[start]

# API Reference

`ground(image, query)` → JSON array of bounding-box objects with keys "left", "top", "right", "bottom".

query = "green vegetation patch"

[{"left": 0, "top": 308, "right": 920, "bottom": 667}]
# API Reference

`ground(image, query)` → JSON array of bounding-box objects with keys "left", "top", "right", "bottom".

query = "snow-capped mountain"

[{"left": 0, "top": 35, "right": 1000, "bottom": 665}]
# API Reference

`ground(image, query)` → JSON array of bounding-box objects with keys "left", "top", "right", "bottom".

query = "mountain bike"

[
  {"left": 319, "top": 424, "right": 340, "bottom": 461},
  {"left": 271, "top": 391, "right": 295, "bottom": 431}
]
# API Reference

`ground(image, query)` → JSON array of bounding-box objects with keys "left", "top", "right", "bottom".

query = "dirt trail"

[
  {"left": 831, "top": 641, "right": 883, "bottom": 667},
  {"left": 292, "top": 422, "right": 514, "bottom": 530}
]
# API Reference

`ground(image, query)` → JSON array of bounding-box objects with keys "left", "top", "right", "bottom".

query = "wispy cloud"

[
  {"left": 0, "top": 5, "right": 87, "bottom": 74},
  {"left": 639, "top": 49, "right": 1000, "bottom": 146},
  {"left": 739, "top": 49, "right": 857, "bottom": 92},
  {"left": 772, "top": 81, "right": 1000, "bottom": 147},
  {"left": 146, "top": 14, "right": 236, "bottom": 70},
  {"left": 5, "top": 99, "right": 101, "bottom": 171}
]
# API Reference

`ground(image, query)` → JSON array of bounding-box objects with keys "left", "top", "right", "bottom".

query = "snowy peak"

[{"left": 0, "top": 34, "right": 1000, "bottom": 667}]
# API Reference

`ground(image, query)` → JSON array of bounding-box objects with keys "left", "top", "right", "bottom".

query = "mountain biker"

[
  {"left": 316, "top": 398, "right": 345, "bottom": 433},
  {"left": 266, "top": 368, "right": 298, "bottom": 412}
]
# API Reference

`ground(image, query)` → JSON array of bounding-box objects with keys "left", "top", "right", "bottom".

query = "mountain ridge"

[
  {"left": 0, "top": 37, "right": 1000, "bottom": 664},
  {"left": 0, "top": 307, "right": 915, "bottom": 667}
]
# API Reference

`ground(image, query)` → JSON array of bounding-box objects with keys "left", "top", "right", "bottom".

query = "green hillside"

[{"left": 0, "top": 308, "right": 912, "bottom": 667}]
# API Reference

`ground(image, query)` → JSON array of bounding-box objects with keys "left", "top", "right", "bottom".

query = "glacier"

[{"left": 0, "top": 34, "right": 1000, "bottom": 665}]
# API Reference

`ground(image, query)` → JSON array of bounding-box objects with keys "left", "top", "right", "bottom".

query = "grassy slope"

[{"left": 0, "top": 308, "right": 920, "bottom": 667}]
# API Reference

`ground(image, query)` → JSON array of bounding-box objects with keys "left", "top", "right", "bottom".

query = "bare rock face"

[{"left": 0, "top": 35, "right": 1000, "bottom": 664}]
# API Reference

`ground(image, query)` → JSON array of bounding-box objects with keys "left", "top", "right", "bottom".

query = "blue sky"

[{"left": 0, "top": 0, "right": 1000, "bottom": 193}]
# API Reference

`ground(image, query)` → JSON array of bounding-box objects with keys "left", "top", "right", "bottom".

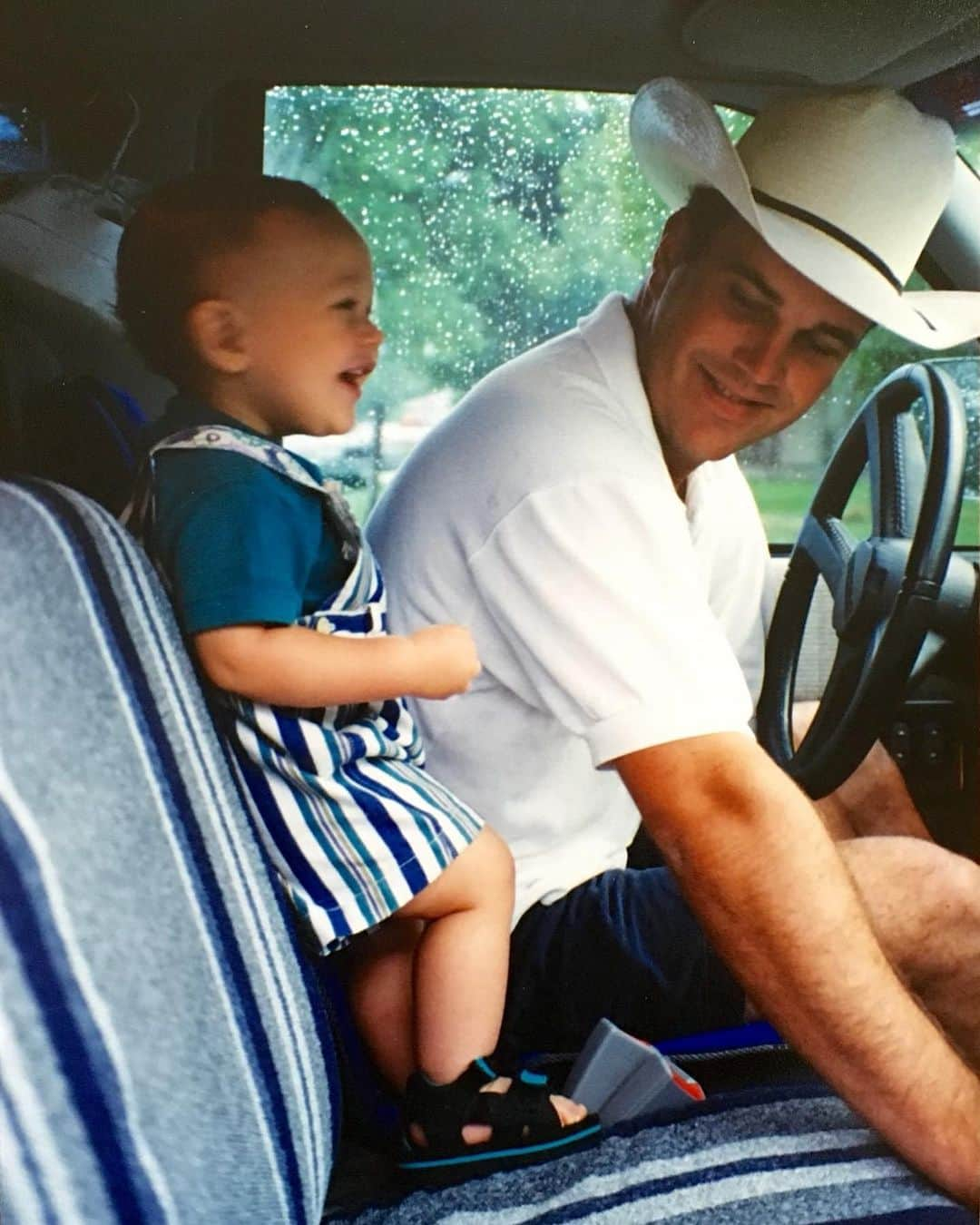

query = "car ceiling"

[{"left": 0, "top": 0, "right": 980, "bottom": 178}]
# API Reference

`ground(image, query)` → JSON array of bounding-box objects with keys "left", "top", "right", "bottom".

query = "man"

[{"left": 368, "top": 81, "right": 980, "bottom": 1204}]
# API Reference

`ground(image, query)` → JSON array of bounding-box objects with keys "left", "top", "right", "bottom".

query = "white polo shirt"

[{"left": 368, "top": 295, "right": 768, "bottom": 921}]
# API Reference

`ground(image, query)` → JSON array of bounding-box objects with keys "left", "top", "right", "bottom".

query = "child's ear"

[{"left": 186, "top": 298, "right": 249, "bottom": 375}]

[end]

- **Job**
Extract every line of the records that contains the word "mountain", copying each line in full.

- **Complete response**
query = "snow-capped mountain"
query = "mountain bike"
query = "mountain biker"
query = "mountain ridge"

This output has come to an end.